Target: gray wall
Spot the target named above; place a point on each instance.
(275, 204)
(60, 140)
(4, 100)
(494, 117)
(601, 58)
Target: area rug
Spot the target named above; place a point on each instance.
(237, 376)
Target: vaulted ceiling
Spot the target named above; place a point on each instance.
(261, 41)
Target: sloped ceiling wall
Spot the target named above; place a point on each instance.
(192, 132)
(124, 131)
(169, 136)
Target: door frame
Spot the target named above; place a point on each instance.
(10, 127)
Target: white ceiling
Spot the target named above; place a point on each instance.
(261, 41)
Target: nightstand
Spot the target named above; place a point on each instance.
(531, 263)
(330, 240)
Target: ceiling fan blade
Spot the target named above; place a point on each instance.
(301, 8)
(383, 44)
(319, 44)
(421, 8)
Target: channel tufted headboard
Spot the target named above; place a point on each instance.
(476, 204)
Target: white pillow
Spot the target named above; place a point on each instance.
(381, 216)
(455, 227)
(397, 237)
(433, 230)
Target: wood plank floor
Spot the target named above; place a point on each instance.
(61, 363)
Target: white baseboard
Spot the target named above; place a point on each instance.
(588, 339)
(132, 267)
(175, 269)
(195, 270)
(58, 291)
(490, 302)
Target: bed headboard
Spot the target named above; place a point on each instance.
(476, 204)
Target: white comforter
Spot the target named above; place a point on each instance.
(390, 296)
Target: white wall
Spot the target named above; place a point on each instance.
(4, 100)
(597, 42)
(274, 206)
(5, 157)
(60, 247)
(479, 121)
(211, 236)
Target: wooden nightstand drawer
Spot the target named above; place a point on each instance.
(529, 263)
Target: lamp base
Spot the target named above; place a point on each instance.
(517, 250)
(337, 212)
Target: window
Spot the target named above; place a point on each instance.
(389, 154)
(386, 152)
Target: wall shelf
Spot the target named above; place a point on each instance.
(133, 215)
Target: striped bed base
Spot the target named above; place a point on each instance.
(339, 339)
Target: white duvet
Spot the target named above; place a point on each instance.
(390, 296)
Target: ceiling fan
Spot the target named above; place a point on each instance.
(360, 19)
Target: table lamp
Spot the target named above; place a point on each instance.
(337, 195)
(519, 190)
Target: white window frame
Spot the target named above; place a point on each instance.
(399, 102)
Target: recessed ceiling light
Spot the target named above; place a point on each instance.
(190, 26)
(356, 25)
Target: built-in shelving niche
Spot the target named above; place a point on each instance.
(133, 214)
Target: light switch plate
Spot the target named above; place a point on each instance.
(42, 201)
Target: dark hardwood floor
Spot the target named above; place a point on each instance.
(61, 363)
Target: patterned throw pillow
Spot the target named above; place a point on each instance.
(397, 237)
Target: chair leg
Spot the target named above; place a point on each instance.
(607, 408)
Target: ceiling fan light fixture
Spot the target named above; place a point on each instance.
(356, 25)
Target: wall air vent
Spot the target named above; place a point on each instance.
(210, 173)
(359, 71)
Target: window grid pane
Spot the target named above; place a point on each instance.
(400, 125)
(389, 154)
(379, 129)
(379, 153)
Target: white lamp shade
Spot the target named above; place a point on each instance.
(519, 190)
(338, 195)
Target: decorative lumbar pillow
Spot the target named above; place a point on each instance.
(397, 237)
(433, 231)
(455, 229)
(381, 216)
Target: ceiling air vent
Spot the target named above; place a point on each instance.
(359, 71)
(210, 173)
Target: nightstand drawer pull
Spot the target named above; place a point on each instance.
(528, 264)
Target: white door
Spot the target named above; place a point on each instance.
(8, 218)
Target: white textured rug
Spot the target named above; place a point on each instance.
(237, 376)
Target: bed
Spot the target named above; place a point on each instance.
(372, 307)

* **AIM**
Reproduce each line verbatim.

* **SOLUTION**
Target: gray wall
Spot the target named above; place a point on each instance.
(275, 204)
(60, 140)
(4, 100)
(494, 117)
(601, 58)
Target: area rug
Spot the target named above; place a point on each instance.
(237, 376)
Target: vaulted ceiling
Spot the target named above; place a point on each instance.
(261, 41)
Target: sloped ceiling wall
Spot the target named above; place a point on each instance.
(192, 132)
(124, 131)
(169, 136)
Target: door frame
Spot the target named above; place a point on each instance.
(10, 127)
Target: white ceiling
Spot the target named above; place a point on each instance.
(261, 41)
Target: nightstand
Spot the target named above; place a point on each instance.
(531, 263)
(330, 240)
Target: ceiling fan blade
Spot the target named above; place a point on each instance.
(301, 8)
(383, 44)
(319, 44)
(421, 8)
Target: channel tufted headboard
Spot the target named above; place a point on each instance.
(476, 204)
Target: white pillow
Spot the target named above; place a point on each instance.
(381, 216)
(455, 227)
(397, 237)
(433, 230)
Target: wood plank floor
Spot the target named above; place a point on each instance.
(61, 363)
Target: white baseboard
Spot the target named above; place a point on each instance.
(588, 339)
(132, 267)
(175, 269)
(195, 270)
(58, 291)
(490, 302)
Target: bed headboard
Spot the target named above; place a point on each instance.
(476, 204)
Target: white comforter
Spot the target named above; place a point on each instance.
(390, 296)
Target: white wall
Spot the target named above; place a point on each instance.
(4, 100)
(597, 42)
(274, 206)
(5, 157)
(60, 247)
(479, 121)
(211, 236)
Target: wooden nightstand drawer
Spot the target named above; place a point on each instance.
(529, 263)
Target: lamp base
Spot the target named above; place a point on each instance.
(517, 250)
(337, 212)
Target: window
Spot the target named above; place a point on each instance.
(389, 154)
(386, 152)
Target: wall shelf
Spot the target named above; place a point on each instance.
(133, 215)
Target: striped bed base
Spot the target named above; place a point on each instance.
(339, 339)
Target: white duvet
Spot the target named above; place a point on each instance.
(390, 296)
Target: ceiling fan
Spot the target named above; place a point on each instance.
(360, 19)
Target: table lamp
Spot the target named above; place a point on each instance.
(337, 195)
(519, 190)
Target: white window frame
Spot the target named above; place a point on each instance.
(399, 102)
Target: recessed ceiling light
Spot the target named above; place a point on each instance.
(190, 26)
(356, 25)
Target: built-in shelving niche
Spot the target named above; place a point on each instance.
(133, 214)
Target: light switch plate
Spot the target named above; place a point on each instance.
(42, 201)
Target: dark hardwood floor
Spot the target named above; place a point on each instance.
(61, 363)
Target: patterned throw pillow
Spot the target named above; place a point on each instance.
(397, 237)
Target: chair leg
Spot the target named above; place a point on each instance.
(607, 408)
Target: ceiling fan light fixture
Spot the target named above; place a point on each instance.
(356, 25)
Target: wall air vent
Spot the target named above; place a point on each instance.
(210, 173)
(359, 71)
Target: window grid pane
Spot the target named above; place a point on each instance.
(400, 125)
(389, 154)
(379, 129)
(379, 153)
Target: white lamp shade
Spot the target named above; place a point on each instance.
(519, 190)
(338, 195)
Target: decorative lumbar pillow
Spot the target named above; place a point on each instance.
(397, 237)
(433, 231)
(455, 229)
(381, 216)
Target: ceiling air vent
Spot the target named above; place a point on each instance.
(359, 71)
(210, 173)
Target: nightstand drawer pull
Spot the target named above; place a point on each instance.
(528, 264)
Target: white door
Spot the target named above; place a point on each instance.
(8, 218)
Target: white textured rug
Spot the target named above; place a point on each instance.
(237, 376)
Target: bed
Spot the target named above; place a point on each instance.
(372, 307)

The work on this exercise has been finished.